Work instructions
Copy every item below word for word, leaving the pictures out of your answer.

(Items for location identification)

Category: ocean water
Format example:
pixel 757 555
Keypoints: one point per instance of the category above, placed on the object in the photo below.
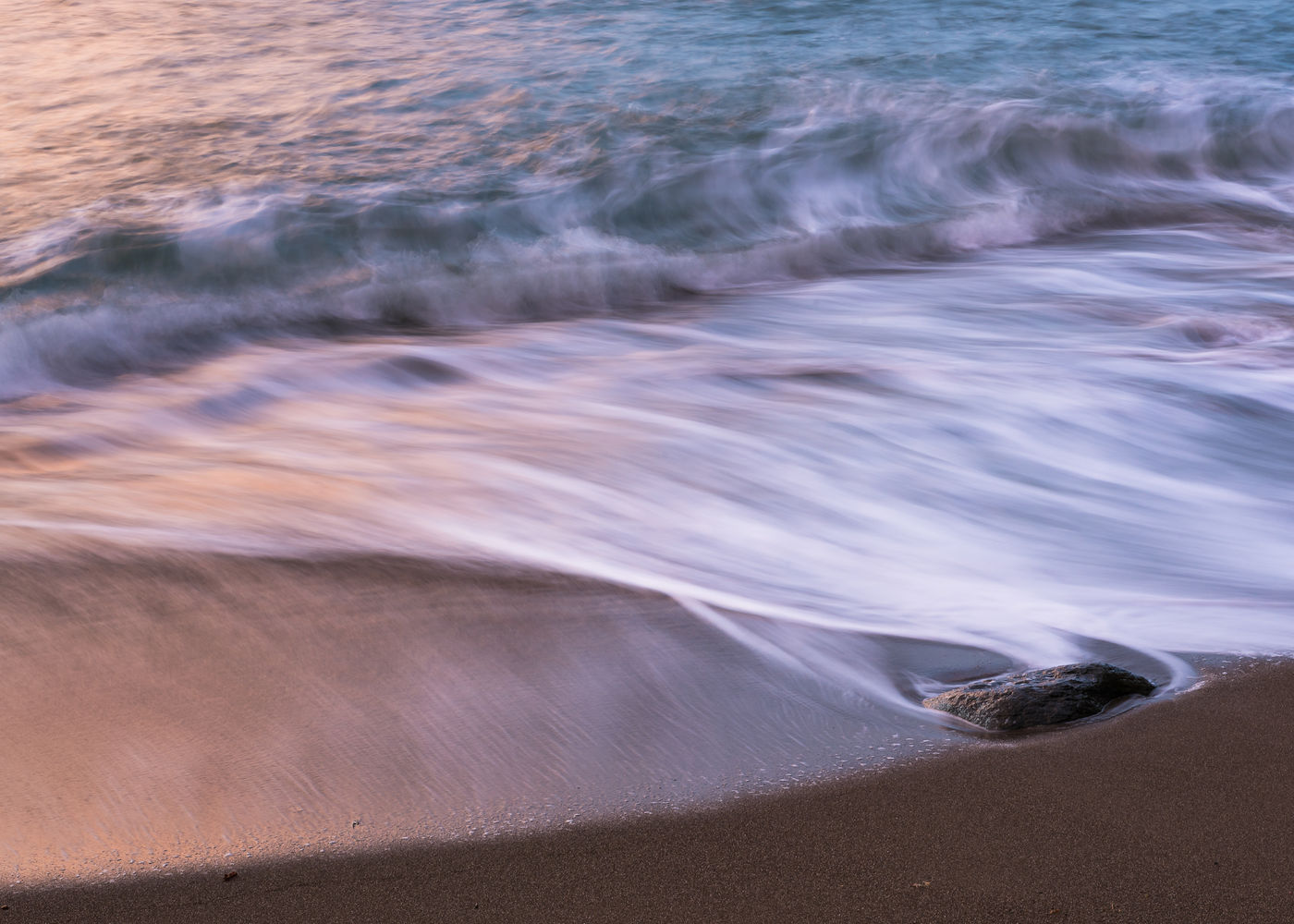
pixel 954 322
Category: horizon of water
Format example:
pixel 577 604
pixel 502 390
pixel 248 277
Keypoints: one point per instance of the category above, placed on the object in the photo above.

In response
Category: ocean water
Format example:
pixel 757 555
Keypoints: one point per instance of the category above, placed on the object in the photo below.
pixel 954 322
Category: horizon of water
Format example:
pixel 577 604
pixel 502 390
pixel 248 277
Keypoints: one point per instance of the category above, placed on the object in the photo above.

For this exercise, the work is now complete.